* Description of the task
Put every line of the listing below into a numbered list, skipping blank lines and leaving out the pictures.

* Records shown
⟨
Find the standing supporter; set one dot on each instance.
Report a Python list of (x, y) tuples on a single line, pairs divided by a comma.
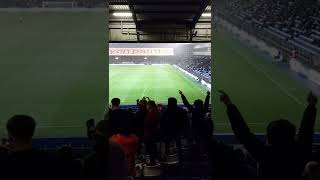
[(23, 161), (129, 143), (172, 121), (198, 120), (108, 160), (151, 130), (285, 155), (117, 117), (139, 120)]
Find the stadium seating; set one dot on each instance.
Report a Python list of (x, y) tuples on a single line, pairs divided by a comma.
[(297, 22)]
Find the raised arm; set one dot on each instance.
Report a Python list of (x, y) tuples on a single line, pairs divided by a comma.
[(306, 130), (206, 102), (241, 129), (185, 101)]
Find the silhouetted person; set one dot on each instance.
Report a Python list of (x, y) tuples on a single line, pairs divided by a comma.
[(198, 111), (172, 120), (285, 155), (117, 117), (129, 143), (139, 121), (151, 130), (23, 161), (107, 161)]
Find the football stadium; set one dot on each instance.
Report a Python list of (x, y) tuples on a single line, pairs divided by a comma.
[(159, 89), (158, 71)]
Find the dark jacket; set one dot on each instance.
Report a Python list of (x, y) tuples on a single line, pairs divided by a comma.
[(117, 118), (198, 120), (173, 120), (276, 164)]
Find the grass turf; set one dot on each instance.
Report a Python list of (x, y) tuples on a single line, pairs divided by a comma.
[(53, 67), (262, 90), (159, 82)]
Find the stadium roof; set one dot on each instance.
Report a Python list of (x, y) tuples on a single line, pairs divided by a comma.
[(160, 15)]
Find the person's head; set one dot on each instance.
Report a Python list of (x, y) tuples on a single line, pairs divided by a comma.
[(198, 104), (21, 129), (142, 104), (172, 102), (151, 105), (115, 103), (126, 129), (281, 133)]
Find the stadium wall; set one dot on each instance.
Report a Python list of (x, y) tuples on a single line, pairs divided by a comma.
[(14, 10)]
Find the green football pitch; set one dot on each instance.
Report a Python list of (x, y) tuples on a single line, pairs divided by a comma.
⟩
* Problem solution
1. Find the standing supporter; set one dot on each instance.
2. Report a Python list of (x, y) tuples on a single line, pairs divided by a comma.
3. [(23, 161), (129, 143), (172, 121), (198, 120), (108, 160), (151, 130), (285, 155), (117, 117), (139, 120)]
4. Find the stadium seating; set one dot on each instance.
5. Report a Python list of (x, y) tuples on a single line, pairs divided by a comma.
6. [(297, 22)]
7. Find the raised arm; set one dot on each instance.
8. Report a Python list of (x, y) tuples on a single line, pairs divided by a comma.
9. [(306, 130), (206, 102), (241, 129), (185, 101)]
10. Find the silhouetted person; set one dot on each instance.
11. Report a Python list of (x, y) tuples on a single line, pairs divided by a comma.
12. [(198, 111), (172, 120), (285, 155), (117, 117), (129, 143), (139, 121), (151, 130), (23, 161), (107, 161)]
13. Find the football stadium; set one dot on each instance.
14. Report a Python list of (x, y) tuples on a single line, pairs divided by a comma.
15. [(159, 89), (158, 71)]
16. Find the dark jacket; set one dot on each instance.
17. Report a Python list of (x, y) tuples on a single line, pairs divided by a comma.
18. [(117, 118), (198, 120), (173, 120), (276, 164)]
19. Find the grass turf; set one dot on each instance.
20. Report a Python list of (x, y) tuples on a single line, pairs divided by a comma.
21. [(53, 67), (262, 90), (159, 82)]
22. Find the stadium roof; set one dot on each instance.
23. Report a Python list of (x, y) tuples on a single line, pairs divided by a comma.
24. [(160, 15)]
25. Find the person's head; set one dot on each instance.
26. Report a Python list of (x, y) tuples on a single line, pairs divided by a comma.
27. [(198, 104), (21, 129), (142, 104), (172, 102), (151, 105), (115, 103), (126, 129), (281, 133)]
28. Find the stadium wall; set one dot on each instance.
29. Report a Python list of (x, y) tuples on a single line, pairs divided by a comma.
30. [(14, 10)]
31. Find the green football pitch; set one dot on each instance.
32. Report a Python list of (x, y) tuples on a single line, pairs divided by a comma.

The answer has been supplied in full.